§ Objective:
Reproduce, word for word, every line starting at the line that contains "of the rectangular" and ending with the final line of the entries.

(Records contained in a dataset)
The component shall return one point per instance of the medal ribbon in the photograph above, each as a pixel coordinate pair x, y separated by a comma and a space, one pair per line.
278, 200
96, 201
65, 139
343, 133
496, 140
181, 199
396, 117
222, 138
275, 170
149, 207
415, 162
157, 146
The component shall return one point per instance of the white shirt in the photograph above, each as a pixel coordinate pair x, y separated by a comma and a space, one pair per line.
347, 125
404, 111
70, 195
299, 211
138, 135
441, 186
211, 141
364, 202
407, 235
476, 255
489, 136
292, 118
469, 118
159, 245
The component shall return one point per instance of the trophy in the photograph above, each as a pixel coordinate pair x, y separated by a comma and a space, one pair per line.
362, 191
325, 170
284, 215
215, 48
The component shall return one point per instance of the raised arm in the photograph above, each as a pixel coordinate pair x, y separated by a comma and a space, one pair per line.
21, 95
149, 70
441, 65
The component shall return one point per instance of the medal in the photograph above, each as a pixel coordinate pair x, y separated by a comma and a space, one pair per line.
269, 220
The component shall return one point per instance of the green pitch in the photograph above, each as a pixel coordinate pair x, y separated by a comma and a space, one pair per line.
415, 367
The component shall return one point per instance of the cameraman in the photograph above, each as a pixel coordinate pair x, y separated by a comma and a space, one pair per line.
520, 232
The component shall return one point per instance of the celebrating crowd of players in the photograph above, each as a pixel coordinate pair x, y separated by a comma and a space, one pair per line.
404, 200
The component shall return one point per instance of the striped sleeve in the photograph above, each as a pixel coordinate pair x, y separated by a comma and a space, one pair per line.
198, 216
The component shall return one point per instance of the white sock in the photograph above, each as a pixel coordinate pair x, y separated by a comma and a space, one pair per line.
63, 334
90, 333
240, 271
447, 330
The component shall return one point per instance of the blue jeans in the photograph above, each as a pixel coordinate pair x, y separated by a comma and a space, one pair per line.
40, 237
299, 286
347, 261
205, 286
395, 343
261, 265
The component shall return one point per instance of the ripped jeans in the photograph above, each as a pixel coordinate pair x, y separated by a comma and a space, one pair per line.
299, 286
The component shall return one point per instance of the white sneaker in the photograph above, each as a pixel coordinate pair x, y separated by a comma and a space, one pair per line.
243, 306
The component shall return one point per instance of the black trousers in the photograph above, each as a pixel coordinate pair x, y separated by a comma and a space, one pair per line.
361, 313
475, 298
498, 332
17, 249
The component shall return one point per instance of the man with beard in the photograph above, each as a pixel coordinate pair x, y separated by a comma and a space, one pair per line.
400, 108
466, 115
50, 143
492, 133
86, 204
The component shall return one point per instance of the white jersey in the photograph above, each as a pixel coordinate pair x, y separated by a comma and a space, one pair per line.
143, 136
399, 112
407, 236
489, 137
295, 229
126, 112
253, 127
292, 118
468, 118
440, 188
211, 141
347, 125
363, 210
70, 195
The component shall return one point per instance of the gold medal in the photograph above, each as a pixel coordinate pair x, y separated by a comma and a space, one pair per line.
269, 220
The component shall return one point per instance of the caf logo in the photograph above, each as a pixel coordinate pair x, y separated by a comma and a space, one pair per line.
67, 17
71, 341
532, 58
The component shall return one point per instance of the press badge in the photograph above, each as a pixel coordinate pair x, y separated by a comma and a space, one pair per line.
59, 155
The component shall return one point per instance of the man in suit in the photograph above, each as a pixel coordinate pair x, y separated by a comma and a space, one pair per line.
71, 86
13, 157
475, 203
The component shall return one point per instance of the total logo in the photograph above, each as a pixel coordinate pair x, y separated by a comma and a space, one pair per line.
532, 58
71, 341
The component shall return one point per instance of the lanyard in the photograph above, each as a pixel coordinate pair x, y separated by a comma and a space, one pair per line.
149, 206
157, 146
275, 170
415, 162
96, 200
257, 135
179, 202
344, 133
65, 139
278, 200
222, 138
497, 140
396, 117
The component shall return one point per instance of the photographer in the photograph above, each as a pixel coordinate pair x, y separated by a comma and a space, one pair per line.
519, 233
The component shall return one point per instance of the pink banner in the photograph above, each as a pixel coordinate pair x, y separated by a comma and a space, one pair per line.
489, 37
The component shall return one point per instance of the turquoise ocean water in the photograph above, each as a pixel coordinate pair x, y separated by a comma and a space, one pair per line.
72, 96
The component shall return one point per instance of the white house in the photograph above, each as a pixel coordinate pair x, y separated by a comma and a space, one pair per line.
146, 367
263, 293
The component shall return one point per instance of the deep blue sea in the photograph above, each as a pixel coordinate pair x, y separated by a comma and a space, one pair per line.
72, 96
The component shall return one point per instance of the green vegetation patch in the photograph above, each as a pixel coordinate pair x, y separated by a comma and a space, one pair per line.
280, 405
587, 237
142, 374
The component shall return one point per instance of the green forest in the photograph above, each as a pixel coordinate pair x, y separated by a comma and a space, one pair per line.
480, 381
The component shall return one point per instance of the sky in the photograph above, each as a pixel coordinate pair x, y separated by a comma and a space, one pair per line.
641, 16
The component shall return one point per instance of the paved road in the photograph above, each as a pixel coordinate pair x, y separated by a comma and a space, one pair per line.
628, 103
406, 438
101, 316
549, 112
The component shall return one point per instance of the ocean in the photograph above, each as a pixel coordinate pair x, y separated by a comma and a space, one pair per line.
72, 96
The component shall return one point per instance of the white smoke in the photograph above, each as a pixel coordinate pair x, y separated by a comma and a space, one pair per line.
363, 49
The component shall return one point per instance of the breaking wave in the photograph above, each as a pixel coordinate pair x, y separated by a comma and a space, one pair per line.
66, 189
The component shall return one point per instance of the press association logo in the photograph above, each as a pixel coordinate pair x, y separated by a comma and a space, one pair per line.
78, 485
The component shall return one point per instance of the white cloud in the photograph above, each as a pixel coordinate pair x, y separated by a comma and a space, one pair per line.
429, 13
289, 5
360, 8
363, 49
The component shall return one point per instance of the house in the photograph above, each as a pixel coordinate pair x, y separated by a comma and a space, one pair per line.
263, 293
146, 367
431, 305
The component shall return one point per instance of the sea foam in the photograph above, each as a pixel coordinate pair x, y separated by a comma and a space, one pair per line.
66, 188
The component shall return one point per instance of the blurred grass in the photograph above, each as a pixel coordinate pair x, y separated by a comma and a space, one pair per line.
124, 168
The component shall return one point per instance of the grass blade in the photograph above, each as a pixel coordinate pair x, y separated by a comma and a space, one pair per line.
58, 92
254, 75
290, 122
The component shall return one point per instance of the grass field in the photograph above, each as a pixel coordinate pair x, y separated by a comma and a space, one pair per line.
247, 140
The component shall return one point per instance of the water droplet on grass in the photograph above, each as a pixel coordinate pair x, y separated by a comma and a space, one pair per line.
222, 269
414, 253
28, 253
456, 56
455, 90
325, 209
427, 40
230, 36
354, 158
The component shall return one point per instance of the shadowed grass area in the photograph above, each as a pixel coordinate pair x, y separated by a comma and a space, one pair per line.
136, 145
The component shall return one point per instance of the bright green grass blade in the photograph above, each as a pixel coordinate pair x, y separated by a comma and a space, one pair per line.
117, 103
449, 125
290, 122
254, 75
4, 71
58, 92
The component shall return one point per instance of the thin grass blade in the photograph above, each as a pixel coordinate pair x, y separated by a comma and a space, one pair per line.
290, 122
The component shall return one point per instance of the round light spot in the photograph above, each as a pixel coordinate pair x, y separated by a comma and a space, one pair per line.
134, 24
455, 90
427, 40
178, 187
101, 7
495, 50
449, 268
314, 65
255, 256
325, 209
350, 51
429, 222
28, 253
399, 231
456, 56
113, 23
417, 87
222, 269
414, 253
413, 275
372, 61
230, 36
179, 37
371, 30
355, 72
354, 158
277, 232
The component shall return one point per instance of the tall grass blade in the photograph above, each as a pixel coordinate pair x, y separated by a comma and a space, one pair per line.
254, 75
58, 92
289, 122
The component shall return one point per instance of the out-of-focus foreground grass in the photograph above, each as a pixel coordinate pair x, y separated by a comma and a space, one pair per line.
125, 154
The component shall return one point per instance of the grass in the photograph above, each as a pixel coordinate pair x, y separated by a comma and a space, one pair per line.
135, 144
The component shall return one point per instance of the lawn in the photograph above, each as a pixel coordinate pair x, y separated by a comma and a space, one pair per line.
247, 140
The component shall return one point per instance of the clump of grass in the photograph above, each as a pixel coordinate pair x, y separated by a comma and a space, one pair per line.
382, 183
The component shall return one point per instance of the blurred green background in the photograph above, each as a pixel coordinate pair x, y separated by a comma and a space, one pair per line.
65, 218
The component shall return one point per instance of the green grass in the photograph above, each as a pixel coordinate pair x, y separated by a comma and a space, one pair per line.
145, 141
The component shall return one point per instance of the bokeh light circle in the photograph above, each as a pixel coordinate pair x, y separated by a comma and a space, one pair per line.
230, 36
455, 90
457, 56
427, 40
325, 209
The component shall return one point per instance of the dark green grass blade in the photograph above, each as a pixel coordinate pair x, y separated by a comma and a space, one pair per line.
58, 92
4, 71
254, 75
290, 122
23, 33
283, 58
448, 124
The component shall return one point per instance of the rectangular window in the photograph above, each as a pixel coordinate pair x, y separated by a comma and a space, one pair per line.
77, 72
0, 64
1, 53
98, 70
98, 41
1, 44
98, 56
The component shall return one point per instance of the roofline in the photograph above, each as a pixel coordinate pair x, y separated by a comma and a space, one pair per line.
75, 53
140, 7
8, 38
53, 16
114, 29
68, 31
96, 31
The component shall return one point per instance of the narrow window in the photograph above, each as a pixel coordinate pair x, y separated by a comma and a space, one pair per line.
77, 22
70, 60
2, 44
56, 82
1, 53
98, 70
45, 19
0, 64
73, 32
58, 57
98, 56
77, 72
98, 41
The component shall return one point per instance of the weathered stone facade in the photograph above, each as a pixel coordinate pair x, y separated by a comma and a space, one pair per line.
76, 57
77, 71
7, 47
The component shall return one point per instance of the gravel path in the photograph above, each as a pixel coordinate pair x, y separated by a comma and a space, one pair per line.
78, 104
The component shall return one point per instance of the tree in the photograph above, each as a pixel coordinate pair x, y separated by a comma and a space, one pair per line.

§ Output for this exercise:
The component shall return one point per instance of the rectangular window in the photograph above, each as a pixel coordinate pair x, y separated by a comma and a space, one pair per line.
77, 72
0, 64
1, 53
98, 70
98, 41
1, 44
98, 56
The component shall return one point per instance of the roofline in the photograph above, each as a pixel coordinate pair x, y separated by a comma and a space, one pair per line.
75, 53
140, 7
8, 38
53, 16
114, 29
68, 31
96, 31
The component shall return one point per instance of the narrow window in the photograph above, each as a pixel coordinate pair x, y separated by a comma and a space, one pair per line.
77, 22
70, 60
2, 44
56, 82
1, 53
98, 70
45, 19
0, 64
73, 32
58, 57
98, 56
77, 72
98, 41
The component shall return one point per instance of the weathered stone facade in the photograph above, each as a pixel coordinate pair x, y separated by a comma and a space, one pair per line.
76, 57
77, 71
7, 47
The component shall return one point per instance of the gravel path in the photograph above, each as a pixel coordinate pair x, y separated by a comma and a space, one pair per line.
78, 104
The component shall return one point per instance of the tree in the photograph above, each as a pixel coordinate pair x, y separated by a comma and a space, one pair per line.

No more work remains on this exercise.